(Stored data entries)
○ ○ ○ ○ ○

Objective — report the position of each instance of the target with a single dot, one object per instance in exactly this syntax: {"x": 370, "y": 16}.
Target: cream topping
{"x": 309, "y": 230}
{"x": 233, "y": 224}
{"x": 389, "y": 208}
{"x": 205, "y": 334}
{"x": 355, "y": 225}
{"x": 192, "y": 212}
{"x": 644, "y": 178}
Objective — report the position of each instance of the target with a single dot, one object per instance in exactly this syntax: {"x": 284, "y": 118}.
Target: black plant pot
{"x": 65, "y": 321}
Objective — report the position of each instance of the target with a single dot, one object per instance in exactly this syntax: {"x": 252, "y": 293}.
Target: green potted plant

○ ○ ○ ○ ○

If a line in the records has the word "each", copy that line.

Objective — report the position of each instance of the target with a single dot, one object per instance in exactly this syntax: {"x": 370, "y": 16}.
Objective — report the position of each instance of the target with a single dot, one object per instance in exactly this syntax: {"x": 284, "y": 118}.
Objective — report the position of each instance of the target with a single dot, one object per instance in exactly this syntax: {"x": 252, "y": 293}.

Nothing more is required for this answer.